[Source records]
───

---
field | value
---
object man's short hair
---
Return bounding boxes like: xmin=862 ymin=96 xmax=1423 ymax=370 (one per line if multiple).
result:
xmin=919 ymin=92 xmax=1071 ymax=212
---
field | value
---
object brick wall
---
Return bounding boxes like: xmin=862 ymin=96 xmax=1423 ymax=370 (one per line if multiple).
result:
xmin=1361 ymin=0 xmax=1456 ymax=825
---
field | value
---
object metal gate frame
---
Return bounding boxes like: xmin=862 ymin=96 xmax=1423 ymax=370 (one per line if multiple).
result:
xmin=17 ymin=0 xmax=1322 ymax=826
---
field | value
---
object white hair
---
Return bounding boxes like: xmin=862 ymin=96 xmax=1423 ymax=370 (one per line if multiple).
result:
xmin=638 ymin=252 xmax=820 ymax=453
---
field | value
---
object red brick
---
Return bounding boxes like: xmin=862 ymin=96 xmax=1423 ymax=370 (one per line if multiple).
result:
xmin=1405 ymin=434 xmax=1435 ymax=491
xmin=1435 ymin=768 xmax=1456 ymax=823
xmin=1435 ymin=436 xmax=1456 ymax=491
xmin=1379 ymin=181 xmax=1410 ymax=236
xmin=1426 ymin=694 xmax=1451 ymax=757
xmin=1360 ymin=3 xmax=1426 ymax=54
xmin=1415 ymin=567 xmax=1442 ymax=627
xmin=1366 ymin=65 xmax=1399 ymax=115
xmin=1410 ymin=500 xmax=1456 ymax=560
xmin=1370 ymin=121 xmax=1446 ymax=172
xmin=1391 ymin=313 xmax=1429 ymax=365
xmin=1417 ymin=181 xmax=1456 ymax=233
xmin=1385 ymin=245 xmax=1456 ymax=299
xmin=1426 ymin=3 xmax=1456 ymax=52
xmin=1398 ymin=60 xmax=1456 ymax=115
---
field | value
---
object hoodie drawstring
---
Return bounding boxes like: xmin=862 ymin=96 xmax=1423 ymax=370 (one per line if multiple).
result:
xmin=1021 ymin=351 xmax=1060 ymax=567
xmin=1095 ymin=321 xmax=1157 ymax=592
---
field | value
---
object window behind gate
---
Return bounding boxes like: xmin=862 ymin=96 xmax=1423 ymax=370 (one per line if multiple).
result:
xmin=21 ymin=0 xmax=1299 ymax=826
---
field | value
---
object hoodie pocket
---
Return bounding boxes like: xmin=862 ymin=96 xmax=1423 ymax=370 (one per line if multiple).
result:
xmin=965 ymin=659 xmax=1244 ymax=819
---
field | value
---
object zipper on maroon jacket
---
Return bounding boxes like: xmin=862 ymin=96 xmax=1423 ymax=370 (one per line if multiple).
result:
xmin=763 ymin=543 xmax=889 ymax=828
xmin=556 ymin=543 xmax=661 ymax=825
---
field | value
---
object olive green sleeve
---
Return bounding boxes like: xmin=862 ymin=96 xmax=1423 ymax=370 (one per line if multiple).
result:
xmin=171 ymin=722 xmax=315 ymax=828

───

» **SHORT EXERCISE**
Present every line of the data above as a numbered list, leaving out any blank lines.

» **THE RESULT**
1. ---
2. field | value
3. ---
4. object man's short hair
5. ---
6. Return bounding boxes like: xmin=862 ymin=96 xmax=1423 ymax=370 (one per line if multiple).
7. result:
8. xmin=919 ymin=92 xmax=1071 ymax=212
9. ---
10. field | value
11. ---
12. object brick wall
13. ---
14. Return bounding boxes like: xmin=862 ymin=96 xmax=1423 ymax=370 (one per line if multiple).
15. result:
16. xmin=1361 ymin=0 xmax=1456 ymax=825
17. ---
18. field | value
19. ---
20. object metal gate frame
21. ---
22. Return bounding boxes like: xmin=862 ymin=96 xmax=1423 ymax=370 (one per line if multiple).
23. result:
24. xmin=17 ymin=0 xmax=1322 ymax=826
25. ---
26. field | value
27. ---
28. object white hair
29. ---
30. Return bounding boxes like: xmin=862 ymin=96 xmax=1423 ymax=370 (one per line if multiple).
31. result:
32. xmin=638 ymin=252 xmax=820 ymax=453
33. ---
34. field | value
35. ---
36. object red brick
37. ---
38. Return bounding boxes like: xmin=862 ymin=96 xmax=1423 ymax=370 (one per line if multiple).
39. result:
40. xmin=1405 ymin=434 xmax=1435 ymax=491
41. xmin=1435 ymin=768 xmax=1456 ymax=823
42. xmin=1435 ymin=436 xmax=1456 ymax=491
43. xmin=1379 ymin=181 xmax=1410 ymax=236
44. xmin=1426 ymin=694 xmax=1451 ymax=757
45. xmin=1360 ymin=3 xmax=1426 ymax=54
46. xmin=1415 ymin=567 xmax=1442 ymax=627
47. xmin=1366 ymin=65 xmax=1399 ymax=115
48. xmin=1410 ymin=500 xmax=1456 ymax=560
49. xmin=1370 ymin=121 xmax=1446 ymax=172
50. xmin=1391 ymin=313 xmax=1429 ymax=365
51. xmin=1417 ymin=181 xmax=1456 ymax=233
52. xmin=1385 ymin=245 xmax=1456 ymax=299
53. xmin=1426 ymin=3 xmax=1456 ymax=52
54. xmin=1398 ymin=60 xmax=1456 ymax=115
55. ---
56. field | value
57. ---
58. object hoodie drawstring
59. ---
60. Return bounding boxes like: xmin=862 ymin=96 xmax=1423 ymax=370 (one per line if multiple).
61. result:
62. xmin=1021 ymin=351 xmax=1060 ymax=567
63. xmin=1095 ymin=321 xmax=1157 ymax=592
64. ---
65. field | value
66. ---
67. object window behind gate
68. ---
69. Return bounding boxes like: xmin=862 ymin=96 xmax=1423 ymax=370 (one per line if multiple).
70. result:
71. xmin=21 ymin=0 xmax=1299 ymax=826
72. ---
73. field | value
74. ---
75. object hoodie pocket
76. ---
77. Return bounding boxes like: xmin=862 ymin=96 xmax=1423 ymax=370 (one per line if multiple).
78. result:
79. xmin=965 ymin=659 xmax=1244 ymax=819
80. ---
81. field | value
82. ---
83. object zipper on maroon jacket
84. ---
85. Return bounding boxes like: xmin=862 ymin=96 xmax=1423 ymax=370 (one per line if multiple).
86. result:
87. xmin=763 ymin=543 xmax=889 ymax=828
88. xmin=556 ymin=543 xmax=661 ymax=825
89. ---
90. field | value
91. ---
92. object olive green sleeve
93. ---
94. Return bounding boxes like: xmin=862 ymin=96 xmax=1423 ymax=370 (one per line if multiple).
95. result:
96. xmin=171 ymin=722 xmax=315 ymax=828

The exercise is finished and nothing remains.